Excerpts from a dataset
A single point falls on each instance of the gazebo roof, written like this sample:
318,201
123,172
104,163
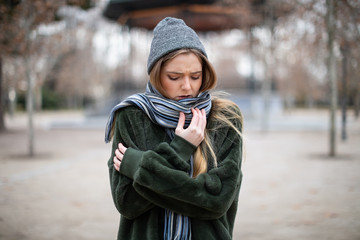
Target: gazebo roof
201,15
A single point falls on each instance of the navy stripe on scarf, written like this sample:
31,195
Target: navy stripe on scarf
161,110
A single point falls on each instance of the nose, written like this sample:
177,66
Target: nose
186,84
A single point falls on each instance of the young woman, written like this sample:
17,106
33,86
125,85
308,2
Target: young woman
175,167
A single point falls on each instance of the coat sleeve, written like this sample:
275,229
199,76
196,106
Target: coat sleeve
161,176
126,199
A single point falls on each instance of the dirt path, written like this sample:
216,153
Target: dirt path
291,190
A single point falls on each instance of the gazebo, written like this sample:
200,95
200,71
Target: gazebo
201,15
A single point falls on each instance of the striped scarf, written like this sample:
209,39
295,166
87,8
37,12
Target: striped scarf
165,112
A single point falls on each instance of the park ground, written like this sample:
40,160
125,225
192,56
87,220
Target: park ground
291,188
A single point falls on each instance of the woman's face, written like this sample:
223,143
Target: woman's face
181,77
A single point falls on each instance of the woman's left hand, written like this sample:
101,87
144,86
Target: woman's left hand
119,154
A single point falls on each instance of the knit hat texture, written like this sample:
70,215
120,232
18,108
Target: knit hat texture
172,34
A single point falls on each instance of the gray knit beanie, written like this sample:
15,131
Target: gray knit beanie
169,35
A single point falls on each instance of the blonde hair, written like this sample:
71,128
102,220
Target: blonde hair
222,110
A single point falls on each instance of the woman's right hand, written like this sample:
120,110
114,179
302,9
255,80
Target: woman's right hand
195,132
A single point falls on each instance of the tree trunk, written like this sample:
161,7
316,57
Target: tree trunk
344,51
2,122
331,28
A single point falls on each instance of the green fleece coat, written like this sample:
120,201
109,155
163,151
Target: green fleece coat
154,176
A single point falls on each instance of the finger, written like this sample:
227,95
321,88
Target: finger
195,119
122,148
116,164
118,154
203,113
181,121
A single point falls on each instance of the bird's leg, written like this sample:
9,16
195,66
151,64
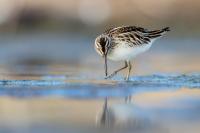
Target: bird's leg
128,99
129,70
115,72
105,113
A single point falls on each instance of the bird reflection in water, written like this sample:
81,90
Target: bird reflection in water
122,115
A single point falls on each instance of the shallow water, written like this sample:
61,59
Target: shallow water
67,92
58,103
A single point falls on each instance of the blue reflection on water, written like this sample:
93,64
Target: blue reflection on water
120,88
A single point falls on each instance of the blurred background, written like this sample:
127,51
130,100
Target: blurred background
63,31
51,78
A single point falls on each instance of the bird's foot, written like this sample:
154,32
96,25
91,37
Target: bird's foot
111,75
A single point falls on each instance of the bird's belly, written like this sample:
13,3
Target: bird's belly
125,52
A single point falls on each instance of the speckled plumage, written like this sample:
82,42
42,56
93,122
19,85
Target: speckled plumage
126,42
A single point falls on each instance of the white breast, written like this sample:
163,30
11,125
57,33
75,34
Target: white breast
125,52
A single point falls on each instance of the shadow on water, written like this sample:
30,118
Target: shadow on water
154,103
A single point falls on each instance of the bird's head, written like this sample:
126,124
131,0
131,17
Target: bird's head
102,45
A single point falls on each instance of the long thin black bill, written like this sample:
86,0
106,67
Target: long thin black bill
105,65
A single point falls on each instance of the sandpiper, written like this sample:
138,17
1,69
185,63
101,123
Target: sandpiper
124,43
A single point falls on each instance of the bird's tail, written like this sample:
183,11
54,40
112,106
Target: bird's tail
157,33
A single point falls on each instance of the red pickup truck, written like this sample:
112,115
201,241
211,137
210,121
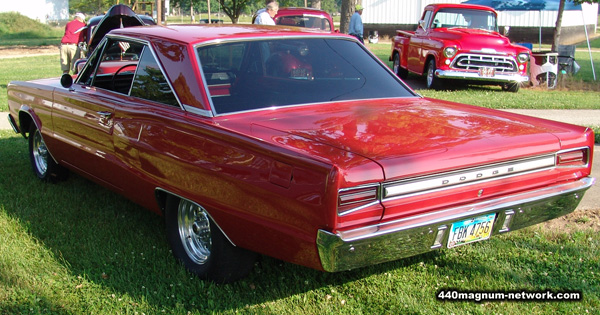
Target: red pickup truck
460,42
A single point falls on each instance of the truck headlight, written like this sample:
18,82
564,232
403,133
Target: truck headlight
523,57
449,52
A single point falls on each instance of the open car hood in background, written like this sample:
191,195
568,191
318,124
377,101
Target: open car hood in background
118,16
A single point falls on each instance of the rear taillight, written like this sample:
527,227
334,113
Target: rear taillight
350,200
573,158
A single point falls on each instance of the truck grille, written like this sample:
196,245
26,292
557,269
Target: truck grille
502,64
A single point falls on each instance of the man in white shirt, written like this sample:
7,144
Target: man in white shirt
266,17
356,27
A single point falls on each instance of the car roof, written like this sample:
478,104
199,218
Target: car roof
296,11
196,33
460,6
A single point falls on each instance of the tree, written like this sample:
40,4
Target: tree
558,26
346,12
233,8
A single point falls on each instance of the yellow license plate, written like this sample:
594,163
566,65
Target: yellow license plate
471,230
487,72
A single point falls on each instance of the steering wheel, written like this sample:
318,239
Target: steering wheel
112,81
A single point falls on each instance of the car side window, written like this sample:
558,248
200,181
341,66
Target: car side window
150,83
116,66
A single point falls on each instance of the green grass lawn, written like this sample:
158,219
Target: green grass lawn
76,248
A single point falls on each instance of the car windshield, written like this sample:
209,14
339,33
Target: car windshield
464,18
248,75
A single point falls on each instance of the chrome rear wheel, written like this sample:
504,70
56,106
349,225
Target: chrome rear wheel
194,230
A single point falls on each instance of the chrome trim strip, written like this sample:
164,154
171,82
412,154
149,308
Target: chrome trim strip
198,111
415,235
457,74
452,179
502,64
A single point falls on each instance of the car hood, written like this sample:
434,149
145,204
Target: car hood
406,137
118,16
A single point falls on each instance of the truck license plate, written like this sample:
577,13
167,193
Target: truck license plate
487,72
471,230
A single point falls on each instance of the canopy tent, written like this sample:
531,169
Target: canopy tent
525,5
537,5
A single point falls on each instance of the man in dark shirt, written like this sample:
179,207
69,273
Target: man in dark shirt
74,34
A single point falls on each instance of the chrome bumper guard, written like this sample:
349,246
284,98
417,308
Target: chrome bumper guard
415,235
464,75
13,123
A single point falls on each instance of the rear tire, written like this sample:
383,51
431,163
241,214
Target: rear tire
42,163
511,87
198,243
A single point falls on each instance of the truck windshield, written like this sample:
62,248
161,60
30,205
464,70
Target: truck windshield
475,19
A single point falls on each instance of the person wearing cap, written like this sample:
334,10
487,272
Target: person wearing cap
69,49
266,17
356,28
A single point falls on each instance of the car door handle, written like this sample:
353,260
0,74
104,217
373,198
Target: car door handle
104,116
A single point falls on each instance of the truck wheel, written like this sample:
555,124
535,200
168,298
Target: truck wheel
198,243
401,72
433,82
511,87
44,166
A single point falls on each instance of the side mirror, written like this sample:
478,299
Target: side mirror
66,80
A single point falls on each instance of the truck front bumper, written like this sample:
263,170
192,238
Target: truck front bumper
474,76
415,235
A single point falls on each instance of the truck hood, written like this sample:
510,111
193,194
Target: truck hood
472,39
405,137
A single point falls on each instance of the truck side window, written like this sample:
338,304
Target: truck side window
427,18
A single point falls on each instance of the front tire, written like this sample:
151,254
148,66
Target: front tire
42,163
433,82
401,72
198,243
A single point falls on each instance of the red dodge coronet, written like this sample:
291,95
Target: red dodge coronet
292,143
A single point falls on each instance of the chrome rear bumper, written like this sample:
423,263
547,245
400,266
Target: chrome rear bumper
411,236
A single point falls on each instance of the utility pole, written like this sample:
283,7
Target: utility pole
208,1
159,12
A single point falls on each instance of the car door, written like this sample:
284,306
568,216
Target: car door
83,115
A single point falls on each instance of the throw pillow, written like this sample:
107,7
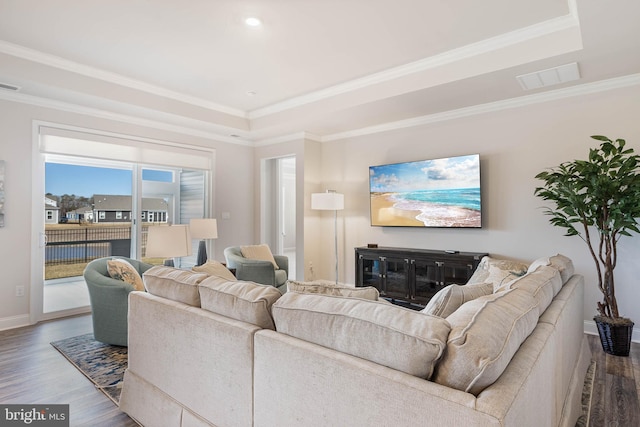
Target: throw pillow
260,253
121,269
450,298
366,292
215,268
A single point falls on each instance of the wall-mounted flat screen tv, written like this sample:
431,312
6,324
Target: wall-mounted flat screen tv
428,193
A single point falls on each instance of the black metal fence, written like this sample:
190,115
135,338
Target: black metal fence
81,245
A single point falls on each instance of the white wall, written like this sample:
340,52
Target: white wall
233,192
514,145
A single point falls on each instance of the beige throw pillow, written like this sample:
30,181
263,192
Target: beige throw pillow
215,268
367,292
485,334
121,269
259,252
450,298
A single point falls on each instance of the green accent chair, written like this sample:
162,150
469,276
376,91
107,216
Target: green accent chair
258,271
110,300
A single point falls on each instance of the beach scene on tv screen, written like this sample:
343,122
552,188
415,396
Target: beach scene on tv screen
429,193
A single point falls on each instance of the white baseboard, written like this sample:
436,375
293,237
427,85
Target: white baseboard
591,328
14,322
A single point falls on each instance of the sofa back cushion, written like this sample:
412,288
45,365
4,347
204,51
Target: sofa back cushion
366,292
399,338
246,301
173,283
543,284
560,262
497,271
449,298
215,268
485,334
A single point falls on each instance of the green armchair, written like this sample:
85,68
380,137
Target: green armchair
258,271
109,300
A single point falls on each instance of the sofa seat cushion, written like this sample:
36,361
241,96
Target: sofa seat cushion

◆ Your assignment
Your reply should be a single number: the count of lines above that include the string "seat".

◆ Task response
2